Pick out every line in the records below that contains the string "pole" and copy each one. Treat uppercase and lowercase letters as different.

## Point annotations for photos
>> start
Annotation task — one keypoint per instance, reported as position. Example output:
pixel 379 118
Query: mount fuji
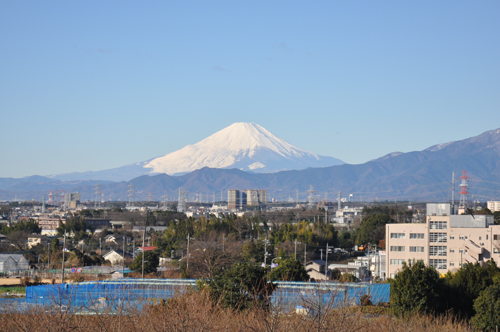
pixel 245 146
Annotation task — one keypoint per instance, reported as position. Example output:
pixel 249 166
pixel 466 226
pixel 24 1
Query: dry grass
pixel 197 312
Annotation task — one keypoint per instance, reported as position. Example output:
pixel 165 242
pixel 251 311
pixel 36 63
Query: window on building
pixel 438 237
pixel 397 235
pixel 438 225
pixel 416 235
pixel 438 264
pixel 438 250
pixel 397 248
pixel 416 249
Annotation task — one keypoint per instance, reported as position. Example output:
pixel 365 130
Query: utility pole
pixel 48 253
pixel 123 253
pixel 187 261
pixel 64 249
pixel 143 248
pixel 295 257
pixel 265 252
pixel 326 265
pixel 305 256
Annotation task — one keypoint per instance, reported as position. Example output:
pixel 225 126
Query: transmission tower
pixel 165 199
pixel 463 192
pixel 97 194
pixel 311 198
pixel 56 197
pixel 181 203
pixel 131 193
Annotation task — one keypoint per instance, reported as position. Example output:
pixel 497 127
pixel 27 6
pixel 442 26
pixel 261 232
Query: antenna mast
pixel 463 193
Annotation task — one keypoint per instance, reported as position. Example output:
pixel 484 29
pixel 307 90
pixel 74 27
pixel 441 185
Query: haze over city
pixel 92 86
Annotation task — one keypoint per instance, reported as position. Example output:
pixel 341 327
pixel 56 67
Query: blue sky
pixel 94 85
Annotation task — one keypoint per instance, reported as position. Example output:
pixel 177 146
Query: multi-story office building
pixel 254 197
pixel 493 206
pixel 444 241
pixel 71 200
pixel 237 198
pixel 233 199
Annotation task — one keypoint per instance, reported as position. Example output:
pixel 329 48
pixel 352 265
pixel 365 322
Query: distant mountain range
pixel 245 146
pixel 420 175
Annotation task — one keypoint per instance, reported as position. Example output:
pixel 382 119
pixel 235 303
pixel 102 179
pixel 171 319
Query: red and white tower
pixel 464 184
pixel 62 197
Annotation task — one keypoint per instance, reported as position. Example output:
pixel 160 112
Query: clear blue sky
pixel 91 85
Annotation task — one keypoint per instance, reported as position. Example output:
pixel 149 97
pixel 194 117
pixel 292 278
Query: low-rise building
pixel 117 257
pixel 445 241
pixel 13 262
pixel 493 206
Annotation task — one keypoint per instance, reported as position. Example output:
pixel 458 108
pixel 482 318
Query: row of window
pixel 437 237
pixel 438 225
pixel 438 264
pixel 438 251
pixel 402 235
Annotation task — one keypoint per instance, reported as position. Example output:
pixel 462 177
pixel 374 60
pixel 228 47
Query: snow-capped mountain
pixel 245 146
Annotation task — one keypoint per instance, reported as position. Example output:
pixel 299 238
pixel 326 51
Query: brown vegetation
pixel 197 312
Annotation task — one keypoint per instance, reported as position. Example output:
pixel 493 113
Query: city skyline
pixel 96 86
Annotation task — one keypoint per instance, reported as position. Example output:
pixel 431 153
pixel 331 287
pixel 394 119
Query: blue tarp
pixel 120 291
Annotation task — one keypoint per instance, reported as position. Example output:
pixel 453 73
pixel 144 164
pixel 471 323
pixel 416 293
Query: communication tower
pixel 131 193
pixel 311 198
pixel 62 198
pixel 464 184
pixel 165 199
pixel 56 197
pixel 97 194
pixel 181 202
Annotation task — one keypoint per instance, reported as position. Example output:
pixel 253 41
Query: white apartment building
pixel 493 206
pixel 444 241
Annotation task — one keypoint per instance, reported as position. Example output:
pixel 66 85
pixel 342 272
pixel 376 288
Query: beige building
pixel 493 206
pixel 253 197
pixel 444 241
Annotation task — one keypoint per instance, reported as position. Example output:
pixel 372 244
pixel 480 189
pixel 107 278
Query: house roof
pixel 148 248
pixel 318 262
pixel 5 257
pixel 119 252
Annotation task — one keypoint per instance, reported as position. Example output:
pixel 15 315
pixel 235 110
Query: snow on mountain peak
pixel 247 146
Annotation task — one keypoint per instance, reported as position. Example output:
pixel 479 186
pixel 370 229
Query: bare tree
pixel 209 255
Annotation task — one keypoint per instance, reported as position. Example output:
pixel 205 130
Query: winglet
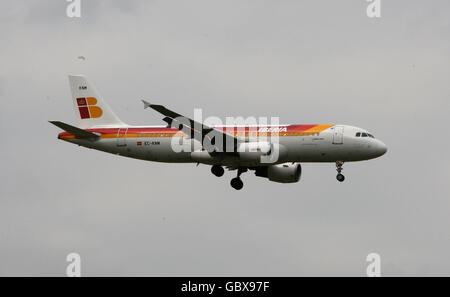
pixel 146 104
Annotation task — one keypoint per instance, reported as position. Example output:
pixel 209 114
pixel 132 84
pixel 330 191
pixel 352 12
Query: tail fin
pixel 90 108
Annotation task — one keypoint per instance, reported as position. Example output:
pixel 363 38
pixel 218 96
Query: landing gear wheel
pixel 339 169
pixel 237 183
pixel 217 170
pixel 340 177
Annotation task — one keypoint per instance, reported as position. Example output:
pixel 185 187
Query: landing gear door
pixel 122 137
pixel 338 135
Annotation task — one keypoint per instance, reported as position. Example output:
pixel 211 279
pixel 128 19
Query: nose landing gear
pixel 340 177
pixel 236 182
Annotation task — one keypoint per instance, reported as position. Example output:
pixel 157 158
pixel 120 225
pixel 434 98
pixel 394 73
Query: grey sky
pixel 304 61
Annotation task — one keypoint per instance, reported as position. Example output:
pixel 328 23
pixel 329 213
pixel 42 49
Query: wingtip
pixel 146 104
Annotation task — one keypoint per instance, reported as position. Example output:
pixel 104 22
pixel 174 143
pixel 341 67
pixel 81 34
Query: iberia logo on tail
pixel 88 108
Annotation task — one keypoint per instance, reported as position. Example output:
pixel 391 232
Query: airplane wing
pixel 77 132
pixel 195 129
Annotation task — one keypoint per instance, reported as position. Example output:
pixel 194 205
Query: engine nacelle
pixel 253 151
pixel 281 173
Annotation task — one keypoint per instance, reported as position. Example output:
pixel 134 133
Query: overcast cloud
pixel 304 61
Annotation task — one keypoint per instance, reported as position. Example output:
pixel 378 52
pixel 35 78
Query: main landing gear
pixel 340 177
pixel 236 182
pixel 217 170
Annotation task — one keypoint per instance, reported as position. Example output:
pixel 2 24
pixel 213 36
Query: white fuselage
pixel 332 143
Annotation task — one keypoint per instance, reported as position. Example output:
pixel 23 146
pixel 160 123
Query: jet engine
pixel 253 151
pixel 281 173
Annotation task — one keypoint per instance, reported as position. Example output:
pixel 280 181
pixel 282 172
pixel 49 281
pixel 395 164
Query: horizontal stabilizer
pixel 77 132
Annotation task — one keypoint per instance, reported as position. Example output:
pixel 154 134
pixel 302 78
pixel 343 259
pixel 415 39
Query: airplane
pixel 247 147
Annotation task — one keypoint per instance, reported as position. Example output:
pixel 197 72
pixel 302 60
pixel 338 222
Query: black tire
pixel 237 183
pixel 217 170
pixel 340 177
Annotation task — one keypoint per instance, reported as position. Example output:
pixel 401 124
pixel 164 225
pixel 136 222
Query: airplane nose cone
pixel 381 149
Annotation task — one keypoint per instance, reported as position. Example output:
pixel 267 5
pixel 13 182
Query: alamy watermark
pixel 374 267
pixel 73 9
pixel 74 267
pixel 374 9
pixel 251 135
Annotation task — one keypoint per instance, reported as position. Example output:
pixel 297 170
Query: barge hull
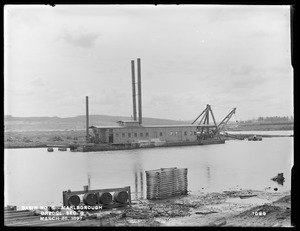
pixel 112 147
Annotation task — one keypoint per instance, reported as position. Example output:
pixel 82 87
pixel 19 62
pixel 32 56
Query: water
pixel 286 133
pixel 35 177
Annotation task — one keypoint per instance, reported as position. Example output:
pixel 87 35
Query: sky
pixel 191 55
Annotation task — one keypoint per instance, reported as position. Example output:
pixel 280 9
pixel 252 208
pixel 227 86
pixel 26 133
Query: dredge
pixel 131 134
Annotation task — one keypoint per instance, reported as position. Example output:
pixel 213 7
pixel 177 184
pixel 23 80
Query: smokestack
pixel 139 90
pixel 133 90
pixel 87 119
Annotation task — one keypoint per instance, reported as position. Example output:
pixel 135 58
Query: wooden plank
pixel 97 190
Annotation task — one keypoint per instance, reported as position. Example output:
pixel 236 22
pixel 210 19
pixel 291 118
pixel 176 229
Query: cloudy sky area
pixel 226 56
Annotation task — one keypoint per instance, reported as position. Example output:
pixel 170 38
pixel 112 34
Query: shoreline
pixel 265 208
pixel 19 146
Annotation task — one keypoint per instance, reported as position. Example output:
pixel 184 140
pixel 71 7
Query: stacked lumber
pixel 165 182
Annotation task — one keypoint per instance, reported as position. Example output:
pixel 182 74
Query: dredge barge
pixel 133 134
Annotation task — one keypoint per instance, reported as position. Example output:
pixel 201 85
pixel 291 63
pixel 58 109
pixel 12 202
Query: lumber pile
pixel 165 182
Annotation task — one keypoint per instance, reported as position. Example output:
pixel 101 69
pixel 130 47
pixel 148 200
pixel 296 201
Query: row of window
pixel 185 133
pixel 147 134
pixel 134 134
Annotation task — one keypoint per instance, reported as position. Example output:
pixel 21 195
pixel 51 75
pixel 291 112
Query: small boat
pixel 62 149
pixel 255 138
pixel 247 196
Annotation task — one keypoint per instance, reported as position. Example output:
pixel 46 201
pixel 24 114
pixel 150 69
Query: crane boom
pixel 226 119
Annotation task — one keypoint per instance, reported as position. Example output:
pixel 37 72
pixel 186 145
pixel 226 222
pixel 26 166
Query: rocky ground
pixel 265 209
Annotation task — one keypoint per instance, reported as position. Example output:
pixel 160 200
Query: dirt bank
pixel 265 209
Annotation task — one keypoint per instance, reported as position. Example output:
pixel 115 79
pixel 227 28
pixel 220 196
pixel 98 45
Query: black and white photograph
pixel 140 115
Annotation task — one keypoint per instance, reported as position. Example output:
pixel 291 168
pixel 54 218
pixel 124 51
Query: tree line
pixel 269 119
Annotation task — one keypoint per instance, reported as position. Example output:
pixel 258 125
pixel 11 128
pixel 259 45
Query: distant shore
pixel 43 139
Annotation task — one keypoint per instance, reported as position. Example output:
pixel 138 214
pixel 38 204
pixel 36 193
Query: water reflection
pixel 139 181
pixel 213 167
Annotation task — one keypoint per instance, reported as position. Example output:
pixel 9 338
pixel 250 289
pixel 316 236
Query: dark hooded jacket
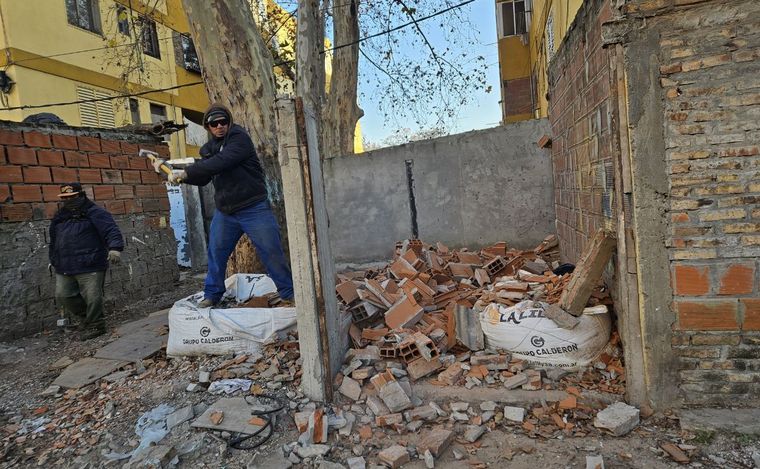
pixel 80 239
pixel 232 165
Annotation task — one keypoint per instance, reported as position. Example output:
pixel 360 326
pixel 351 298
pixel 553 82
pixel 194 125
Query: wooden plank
pixel 587 273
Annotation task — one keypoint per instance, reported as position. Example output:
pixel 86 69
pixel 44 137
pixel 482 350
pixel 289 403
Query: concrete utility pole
pixel 322 338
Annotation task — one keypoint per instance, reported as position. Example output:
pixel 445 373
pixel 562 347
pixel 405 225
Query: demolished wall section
pixel 34 161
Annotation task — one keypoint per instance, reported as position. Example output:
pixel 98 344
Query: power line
pixel 129 95
pixel 388 31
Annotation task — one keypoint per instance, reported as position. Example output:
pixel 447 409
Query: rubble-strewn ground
pixel 92 426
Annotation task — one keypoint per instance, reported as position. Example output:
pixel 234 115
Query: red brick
pixel 74 158
pixel 129 148
pixel 110 146
pixel 50 193
pixel 131 177
pixel 111 176
pixel 99 161
pixel 116 207
pixel 738 279
pixel 11 174
pixel 691 280
pixel 50 158
pixel 103 192
pixel 123 192
pixel 120 162
pixel 36 139
pixel 150 177
pixel 27 193
pixel 144 192
pixel 37 174
pixel 708 315
pixel 65 142
pixel 16 212
pixel 138 162
pixel 132 206
pixel 64 175
pixel 9 137
pixel 89 175
pixel 751 314
pixel 89 143
pixel 20 155
pixel 44 211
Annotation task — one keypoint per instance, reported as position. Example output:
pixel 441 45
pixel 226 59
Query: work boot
pixel 207 303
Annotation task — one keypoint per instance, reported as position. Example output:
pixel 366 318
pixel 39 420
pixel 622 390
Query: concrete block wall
pixel 709 59
pixel 34 161
pixel 584 137
pixel 471 189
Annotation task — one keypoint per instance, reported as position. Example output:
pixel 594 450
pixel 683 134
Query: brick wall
pixel 709 73
pixel 584 140
pixel 34 161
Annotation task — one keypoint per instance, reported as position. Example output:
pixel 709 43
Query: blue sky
pixel 483 110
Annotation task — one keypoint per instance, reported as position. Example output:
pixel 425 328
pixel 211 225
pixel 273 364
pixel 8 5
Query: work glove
pixel 157 162
pixel 177 177
pixel 114 257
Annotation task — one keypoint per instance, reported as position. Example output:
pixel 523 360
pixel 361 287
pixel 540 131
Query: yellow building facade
pixel 87 51
pixel 529 32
>> end
## Output for this exercise
Query: utility pole
Query: concrete utility pole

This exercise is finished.